SOURCE DOCUMENT
────────────────

Ed Lewis of the University of Edinburgh presents a detailed study to ask if introducing coppice in Scotland’s SACs would support threatened invertebrates?
Scotland’s Special Areas of Conservation
Approximately two decades after their inception, Special Areas of Conservation (SACs) form the largest network of protected areas in Europe (Habitats Directive, 1992; Pryor & Peterken, 2001). SACs are considered the pinnacle of habitat conservation in Scotland, as such, they require a habitat or species of European importance to qualify for designation (JNCC, 2004) (See Figure 1). Despite being of such high ecological importance, as of 2013, only 65% of SAC woodlands were considered in ‘favourable’ condition (JNCC, 2004; SNH, 2013). If Scotland’s prime areas of conservation are of limited quality, it is unsurprising that woodland biodiversity is also falling (Burns, et al. 2013). After failing to reach the biodiversity targets of 2010, the Scottish Government has set the aim of curtailing biodiversity loss by 2020 (Hochkirch, et al. 2013). This corresponds to wider legislation at a European and international level (European Commission, 2011; Woodley, et al. 2012).

────────────────

[Entries pulled from a collection]
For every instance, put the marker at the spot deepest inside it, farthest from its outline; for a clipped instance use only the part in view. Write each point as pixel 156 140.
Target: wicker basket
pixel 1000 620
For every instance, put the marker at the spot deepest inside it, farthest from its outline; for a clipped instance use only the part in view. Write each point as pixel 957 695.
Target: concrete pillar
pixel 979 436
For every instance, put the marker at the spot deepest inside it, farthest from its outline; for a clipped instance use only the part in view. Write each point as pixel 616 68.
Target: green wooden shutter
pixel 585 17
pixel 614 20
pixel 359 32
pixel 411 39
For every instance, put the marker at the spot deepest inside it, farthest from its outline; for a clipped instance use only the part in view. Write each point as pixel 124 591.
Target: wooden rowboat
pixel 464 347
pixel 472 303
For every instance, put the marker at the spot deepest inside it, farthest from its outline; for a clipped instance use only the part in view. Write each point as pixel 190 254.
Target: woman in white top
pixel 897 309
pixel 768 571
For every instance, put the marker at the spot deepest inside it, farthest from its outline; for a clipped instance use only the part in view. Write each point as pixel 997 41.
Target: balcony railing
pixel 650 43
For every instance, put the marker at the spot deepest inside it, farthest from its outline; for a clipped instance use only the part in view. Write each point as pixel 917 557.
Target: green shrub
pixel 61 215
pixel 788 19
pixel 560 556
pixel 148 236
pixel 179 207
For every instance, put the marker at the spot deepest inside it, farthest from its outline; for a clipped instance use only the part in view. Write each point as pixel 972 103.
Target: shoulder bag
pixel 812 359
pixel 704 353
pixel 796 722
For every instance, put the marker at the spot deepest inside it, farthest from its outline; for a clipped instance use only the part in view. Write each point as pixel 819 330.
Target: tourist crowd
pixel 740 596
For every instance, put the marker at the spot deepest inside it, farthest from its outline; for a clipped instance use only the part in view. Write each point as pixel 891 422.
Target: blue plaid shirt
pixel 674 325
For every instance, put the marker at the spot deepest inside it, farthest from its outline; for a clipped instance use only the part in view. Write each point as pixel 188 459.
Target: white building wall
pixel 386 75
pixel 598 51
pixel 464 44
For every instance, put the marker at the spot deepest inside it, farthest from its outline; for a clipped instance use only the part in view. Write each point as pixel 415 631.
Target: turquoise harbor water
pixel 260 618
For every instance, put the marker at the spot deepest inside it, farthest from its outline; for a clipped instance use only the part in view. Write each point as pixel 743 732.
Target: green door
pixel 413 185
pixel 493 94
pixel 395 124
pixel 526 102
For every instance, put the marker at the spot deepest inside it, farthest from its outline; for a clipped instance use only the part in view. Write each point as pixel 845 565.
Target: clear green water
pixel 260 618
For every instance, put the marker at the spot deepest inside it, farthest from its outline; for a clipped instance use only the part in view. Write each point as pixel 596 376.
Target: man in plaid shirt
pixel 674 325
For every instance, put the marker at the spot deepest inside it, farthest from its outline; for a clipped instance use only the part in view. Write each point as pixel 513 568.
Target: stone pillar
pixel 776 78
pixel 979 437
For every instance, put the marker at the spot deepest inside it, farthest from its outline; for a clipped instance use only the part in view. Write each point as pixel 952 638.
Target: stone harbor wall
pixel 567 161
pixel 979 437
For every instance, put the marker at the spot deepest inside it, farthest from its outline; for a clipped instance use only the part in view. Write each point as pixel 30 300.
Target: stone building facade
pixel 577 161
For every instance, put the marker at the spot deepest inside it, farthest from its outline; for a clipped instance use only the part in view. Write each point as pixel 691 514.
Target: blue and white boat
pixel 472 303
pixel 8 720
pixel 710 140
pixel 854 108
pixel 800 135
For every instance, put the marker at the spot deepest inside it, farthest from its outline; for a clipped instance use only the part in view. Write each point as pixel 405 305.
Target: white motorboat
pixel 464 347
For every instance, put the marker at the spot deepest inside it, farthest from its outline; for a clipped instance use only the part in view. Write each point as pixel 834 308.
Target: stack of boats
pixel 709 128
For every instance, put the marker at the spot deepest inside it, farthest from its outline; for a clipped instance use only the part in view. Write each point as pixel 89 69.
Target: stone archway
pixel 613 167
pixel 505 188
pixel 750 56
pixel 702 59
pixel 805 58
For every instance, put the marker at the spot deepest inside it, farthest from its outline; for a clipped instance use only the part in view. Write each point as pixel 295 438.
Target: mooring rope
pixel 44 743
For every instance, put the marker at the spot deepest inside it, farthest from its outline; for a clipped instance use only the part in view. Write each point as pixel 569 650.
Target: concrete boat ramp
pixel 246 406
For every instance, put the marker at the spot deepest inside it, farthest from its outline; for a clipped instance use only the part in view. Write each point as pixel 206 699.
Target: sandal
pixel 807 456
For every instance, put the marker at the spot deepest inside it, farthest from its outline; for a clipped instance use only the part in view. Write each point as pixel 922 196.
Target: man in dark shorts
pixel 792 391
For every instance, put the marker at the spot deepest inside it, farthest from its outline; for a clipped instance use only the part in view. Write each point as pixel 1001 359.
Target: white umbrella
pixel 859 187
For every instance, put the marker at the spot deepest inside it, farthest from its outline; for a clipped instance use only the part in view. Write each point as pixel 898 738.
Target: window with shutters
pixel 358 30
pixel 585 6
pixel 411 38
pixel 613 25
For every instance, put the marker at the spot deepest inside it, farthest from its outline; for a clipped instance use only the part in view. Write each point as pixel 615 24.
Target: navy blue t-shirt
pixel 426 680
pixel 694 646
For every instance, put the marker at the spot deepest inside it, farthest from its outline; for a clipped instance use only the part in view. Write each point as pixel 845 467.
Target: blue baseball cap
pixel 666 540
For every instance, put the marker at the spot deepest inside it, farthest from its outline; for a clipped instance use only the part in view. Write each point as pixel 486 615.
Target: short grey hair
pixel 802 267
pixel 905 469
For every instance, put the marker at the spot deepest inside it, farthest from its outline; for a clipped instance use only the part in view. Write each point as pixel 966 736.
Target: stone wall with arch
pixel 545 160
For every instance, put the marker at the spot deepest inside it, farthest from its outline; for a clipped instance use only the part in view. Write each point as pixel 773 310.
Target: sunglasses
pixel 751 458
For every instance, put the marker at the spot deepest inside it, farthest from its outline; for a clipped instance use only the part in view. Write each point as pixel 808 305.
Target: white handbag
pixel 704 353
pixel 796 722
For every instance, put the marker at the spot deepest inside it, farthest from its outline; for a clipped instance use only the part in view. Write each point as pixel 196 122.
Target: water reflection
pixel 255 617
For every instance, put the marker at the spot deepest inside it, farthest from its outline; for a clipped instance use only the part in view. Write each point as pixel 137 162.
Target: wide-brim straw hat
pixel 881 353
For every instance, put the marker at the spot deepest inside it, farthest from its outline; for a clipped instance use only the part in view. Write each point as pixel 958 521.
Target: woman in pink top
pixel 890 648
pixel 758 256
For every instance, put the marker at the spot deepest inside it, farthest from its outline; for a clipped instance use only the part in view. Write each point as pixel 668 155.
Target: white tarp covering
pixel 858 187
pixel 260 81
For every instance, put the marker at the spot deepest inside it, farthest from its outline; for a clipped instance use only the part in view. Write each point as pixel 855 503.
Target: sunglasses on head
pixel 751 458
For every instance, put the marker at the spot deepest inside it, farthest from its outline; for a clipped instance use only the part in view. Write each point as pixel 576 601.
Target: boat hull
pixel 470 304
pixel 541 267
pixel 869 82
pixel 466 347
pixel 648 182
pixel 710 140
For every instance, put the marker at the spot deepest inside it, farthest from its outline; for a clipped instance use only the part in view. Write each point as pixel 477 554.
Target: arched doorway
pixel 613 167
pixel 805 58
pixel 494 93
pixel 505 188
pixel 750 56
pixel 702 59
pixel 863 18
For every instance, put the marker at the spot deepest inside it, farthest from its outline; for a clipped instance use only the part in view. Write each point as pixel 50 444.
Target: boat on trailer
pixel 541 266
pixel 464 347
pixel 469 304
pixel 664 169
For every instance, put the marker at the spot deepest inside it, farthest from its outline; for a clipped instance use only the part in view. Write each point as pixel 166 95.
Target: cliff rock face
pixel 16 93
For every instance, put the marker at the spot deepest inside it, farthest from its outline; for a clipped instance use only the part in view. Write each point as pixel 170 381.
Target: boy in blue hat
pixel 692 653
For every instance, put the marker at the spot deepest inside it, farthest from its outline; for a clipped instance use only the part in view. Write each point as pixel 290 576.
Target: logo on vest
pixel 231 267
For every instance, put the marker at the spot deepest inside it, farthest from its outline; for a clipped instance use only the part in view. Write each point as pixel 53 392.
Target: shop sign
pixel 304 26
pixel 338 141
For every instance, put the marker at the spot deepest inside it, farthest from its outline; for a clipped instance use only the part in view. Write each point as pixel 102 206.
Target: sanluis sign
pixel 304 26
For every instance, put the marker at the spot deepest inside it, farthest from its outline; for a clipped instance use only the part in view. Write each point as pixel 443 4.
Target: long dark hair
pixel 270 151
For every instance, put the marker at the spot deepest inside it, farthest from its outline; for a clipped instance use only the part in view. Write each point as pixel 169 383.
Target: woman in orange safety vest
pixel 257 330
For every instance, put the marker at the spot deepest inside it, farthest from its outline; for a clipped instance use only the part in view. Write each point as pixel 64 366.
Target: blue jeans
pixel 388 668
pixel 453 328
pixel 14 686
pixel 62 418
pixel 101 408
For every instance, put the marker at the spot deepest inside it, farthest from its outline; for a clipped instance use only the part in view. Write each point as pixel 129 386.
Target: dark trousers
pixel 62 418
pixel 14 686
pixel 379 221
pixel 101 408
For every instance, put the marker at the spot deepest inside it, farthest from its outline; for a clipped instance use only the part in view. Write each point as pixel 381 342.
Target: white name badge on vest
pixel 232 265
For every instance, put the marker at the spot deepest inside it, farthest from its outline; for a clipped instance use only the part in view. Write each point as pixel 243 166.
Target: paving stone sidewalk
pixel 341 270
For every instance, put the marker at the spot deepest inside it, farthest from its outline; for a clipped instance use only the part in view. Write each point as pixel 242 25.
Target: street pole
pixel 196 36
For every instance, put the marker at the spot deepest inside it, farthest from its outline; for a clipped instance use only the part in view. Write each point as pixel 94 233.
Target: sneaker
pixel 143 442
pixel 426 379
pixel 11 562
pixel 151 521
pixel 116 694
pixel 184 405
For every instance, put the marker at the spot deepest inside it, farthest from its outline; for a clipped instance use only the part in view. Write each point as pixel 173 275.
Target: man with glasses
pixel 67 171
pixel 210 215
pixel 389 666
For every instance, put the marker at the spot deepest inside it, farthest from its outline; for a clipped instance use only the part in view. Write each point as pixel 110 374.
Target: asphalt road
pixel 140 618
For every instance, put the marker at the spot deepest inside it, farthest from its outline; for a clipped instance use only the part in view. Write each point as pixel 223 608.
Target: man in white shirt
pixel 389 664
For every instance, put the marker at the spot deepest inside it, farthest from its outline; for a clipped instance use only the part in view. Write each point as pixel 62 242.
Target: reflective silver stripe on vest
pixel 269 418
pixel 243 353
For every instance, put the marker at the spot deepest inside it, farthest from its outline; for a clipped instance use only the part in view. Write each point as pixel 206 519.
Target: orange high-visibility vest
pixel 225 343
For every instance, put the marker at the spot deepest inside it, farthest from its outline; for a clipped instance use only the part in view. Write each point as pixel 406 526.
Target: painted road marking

────────────────

REQUIRED ACTIONS
- 1) Translate this sentence from the passage on Scotland's Special Areas of Conservation into Spanish: "After failing to reach the biodiversity targets of 2010, the Scottish Government has set the aim of curtailing biodiversity loss by 2020 (Hochkirch, et al. 2013)."
- 2) Duplicate the passage on Scotland's Special Areas of Conservation word for word, starting with "Ed Lewis of" and going on through "support threatened invertebrates?".
- 3) Write the next part of the passage on Scotland's Special Areas of Conservation, picking up right after its last sentence.

RESPONSES TO THE EXERCISE
- 1) Tras no alcanzar los objetivos de biodiversidad de 2010, el Gobierno escocés se ha fijado la meta de frenar la pérdida de biodiversidad para 2020 (Hochkirch, et al. 2013).

- 2)
Ed Lewis of the University of Edinburgh presents a detailed study to ask if introducing coppice in Scotland’s SACs would support threatened invertebrates?

- 3)
The UK Biodiversity Action Plan (UK BAP) is used as a framework to measure the number of threatened species within the UK (BAP, 2010). Invertebrates act as an indicator for ecosystem health, as they provide a myriad of ecosystem services, from pollination to nutrient cycling, as well as a food source for birds and mammals (Fuller & Rotherey, 2013; Oxbrough, et al. 2012). Furthermore, they have the second highest number of UK BAP species of any clade in Scotland (BAP, 2010). As such, reversing the decline in UK BAP invertebrates has beneﬁts to other clades and UK BAP species.
This article will ﬁrst introduce coppicing in Scotland. Part 2-to come soon- will review the UK BAP communities of a coppice in a spatial and temporal context, using a case study, a brief overview of the applicability and suitability of coppice in SACs before the conclusions.
Figure 1: Scotland’s 243 SACs cover 940,000 ha (JNCC, 2004).They span 78 habitats and 43 species of European importance. Ten of these habitats are woodlands, many of which are located on the West coast of Scotland.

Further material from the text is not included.